• Your instructions
Please return the full listing below without altering anything.

• Entries taken from a collection
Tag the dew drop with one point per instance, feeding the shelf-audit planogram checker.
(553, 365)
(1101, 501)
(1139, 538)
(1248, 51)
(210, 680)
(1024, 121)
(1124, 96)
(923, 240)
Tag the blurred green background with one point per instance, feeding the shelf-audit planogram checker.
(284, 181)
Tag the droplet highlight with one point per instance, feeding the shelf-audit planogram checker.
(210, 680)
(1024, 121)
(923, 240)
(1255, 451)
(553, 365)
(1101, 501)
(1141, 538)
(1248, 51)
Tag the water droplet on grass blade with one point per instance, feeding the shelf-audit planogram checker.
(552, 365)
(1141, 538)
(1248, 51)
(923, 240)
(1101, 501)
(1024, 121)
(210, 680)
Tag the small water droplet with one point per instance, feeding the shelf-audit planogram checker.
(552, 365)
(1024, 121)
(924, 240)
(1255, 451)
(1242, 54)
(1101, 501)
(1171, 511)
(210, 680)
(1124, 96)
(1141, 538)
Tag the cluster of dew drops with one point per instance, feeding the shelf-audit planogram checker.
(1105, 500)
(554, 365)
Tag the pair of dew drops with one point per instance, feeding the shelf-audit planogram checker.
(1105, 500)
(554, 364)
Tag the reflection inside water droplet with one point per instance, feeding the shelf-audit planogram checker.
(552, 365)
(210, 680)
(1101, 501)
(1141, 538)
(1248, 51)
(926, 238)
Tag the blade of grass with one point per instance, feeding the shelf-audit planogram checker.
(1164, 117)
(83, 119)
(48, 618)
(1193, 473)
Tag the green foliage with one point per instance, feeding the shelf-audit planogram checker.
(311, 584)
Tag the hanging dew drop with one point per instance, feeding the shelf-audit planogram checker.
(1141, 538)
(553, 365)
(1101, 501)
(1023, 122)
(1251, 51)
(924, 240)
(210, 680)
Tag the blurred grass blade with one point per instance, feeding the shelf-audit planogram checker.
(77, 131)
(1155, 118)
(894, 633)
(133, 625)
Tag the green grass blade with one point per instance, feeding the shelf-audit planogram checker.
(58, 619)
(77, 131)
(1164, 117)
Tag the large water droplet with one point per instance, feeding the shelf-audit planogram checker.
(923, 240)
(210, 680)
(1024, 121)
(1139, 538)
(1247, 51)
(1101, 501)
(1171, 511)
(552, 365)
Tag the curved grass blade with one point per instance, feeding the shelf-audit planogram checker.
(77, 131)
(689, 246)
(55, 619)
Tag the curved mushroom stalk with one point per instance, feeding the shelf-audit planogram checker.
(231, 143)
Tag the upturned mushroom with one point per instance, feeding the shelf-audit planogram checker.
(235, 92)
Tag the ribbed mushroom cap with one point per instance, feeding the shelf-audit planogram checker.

• Finished task
Tag the dew drop with one point per instance, feeding the shelf-audit planogram checker.
(553, 365)
(1101, 501)
(1139, 538)
(1248, 51)
(210, 680)
(1024, 121)
(1124, 96)
(923, 240)
Tag the blurred green background with one point per instance, feeding the shelf-audit planogram checker.
(284, 181)
Tag the droplet highlight with one point per instance, feeding the shelf-audit planogram checker.
(210, 680)
(1024, 121)
(923, 240)
(1255, 451)
(553, 365)
(1101, 501)
(1141, 538)
(1248, 51)
Tag the water droplet on grass blade with one point per instance, feeding the shelf-audit planogram checker.
(552, 365)
(1141, 538)
(1248, 51)
(923, 240)
(1101, 501)
(1024, 121)
(210, 680)
Tag the small water droplet with one point per instance, feeding the shelf-audit planogram checker.
(552, 365)
(1024, 121)
(924, 240)
(1255, 451)
(1242, 54)
(1101, 501)
(1171, 511)
(210, 680)
(1124, 96)
(1141, 538)
Tag the cluster of dew drops with one point per instance, feeding the shelf-audit planogram checker.
(1105, 500)
(554, 365)
Tag the pair of dew drops with one point per instance, feeding the shelf-audit planogram checker.
(1105, 500)
(554, 364)
Tag the reflection inside water droplet with one point per instance, feeding the shelf-audit planogram checker.
(552, 365)
(210, 680)
(1101, 501)
(1141, 538)
(1248, 51)
(926, 238)
Tag the blade of grass with one point per instance, feeding the shelf-audit planogram checker.
(1164, 117)
(83, 119)
(48, 618)
(1193, 473)
Tag the green foliage with one point per instance, feeding the shelf-audit planogram checker.
(311, 584)
Tag the hanging dew drop with one point per instance, feeding the shelf-audit planogram checker.
(1141, 538)
(553, 365)
(1101, 501)
(1023, 122)
(1251, 51)
(924, 240)
(210, 680)
Tag the blurred grass blade with one point per instance, feeding the shelf-audit planogram checker.
(77, 131)
(1155, 118)
(894, 633)
(133, 625)
Tag the green grass blade with one point per instance, feeding the shelf-audit planogram checker.
(58, 619)
(77, 131)
(1164, 117)
Tag the large water droplet with one point per instance, feeding the shelf-audit planogram checker.
(923, 240)
(210, 680)
(1024, 121)
(1139, 538)
(1247, 51)
(1101, 501)
(1171, 511)
(552, 365)
Tag the curved grass blade with one point per instance, feeding the shelf-audit planogram checker.
(77, 131)
(689, 246)
(55, 619)
Tag the curved mushroom stalk with one point per instance, feeding the shelf-audit planogram checker.
(231, 143)
Tag the upturned mushroom with one point per instance, feeding the shelf-audit planogram checker.
(235, 92)
Tag the ribbed mushroom cap with one point per instance, feeding the shelf-audit planogram checker.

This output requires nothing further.